### SOURCE
Specifically, in the non-transitory computer readable medium including the program for executing the method for controlling the electronic device 100, the method for controlling the electronic device 100 includes obtaining text information corresponding to a user's question, obtaining a plurality of keywords related to the user's question and importance values for the respective keywords by inputting the text information corresponding to the user's question to a trained first neural network model, identifying at least one search word to be input to a search engine among a plurality of keywords by inputting the plurality of keywords and the importance value to a trained second neural network model, and providing an answer to the user's question based on the at least one identified search word.
The non-transitory computer-readable medium is not a medium storing data for a short period of time such as a register, a cache, or a memory, but may refer to a medium that semi-permanently stores data and is readable by a machine. Specifically, the various applications or programs described above may be stored and provided in the non-transitory computer-readable medium such as a CD, a DVD, a hard disk drive, a Blu-ray disc, a USB, a memory card, and a ROM.

### Labeled box entries
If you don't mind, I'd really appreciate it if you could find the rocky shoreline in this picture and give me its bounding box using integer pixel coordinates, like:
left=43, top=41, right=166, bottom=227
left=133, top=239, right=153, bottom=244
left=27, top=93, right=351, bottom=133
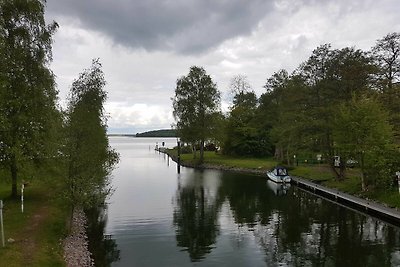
left=64, top=209, right=94, bottom=267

### WRITTEN TASKS
a - Repeat word for word the part of the passage about the computer-readable medium that opens with the words containing "The non-transitory computer-readable medium is" and closes with "card, and a ROM.".
b - According to the passage about the computer-readable medium, which model identifies the search words to be input to a search engine?
These entries aren't needed for anything here.

### RESPONSES
a -
The non-transitory computer-readable medium is not a medium storing data for a short period of time such as a register, a cache, or a memory, but may refer to a medium that semi-permanently stores data and is readable by a machine. Specifically, the various applications or programs described above may be stored and provided in the non-transitory computer-readable medium such as a CD, a DVD, a hard disk drive, a Blu-ray disc, a USB, a memory card, and a ROM.

b - A trained second neural network model.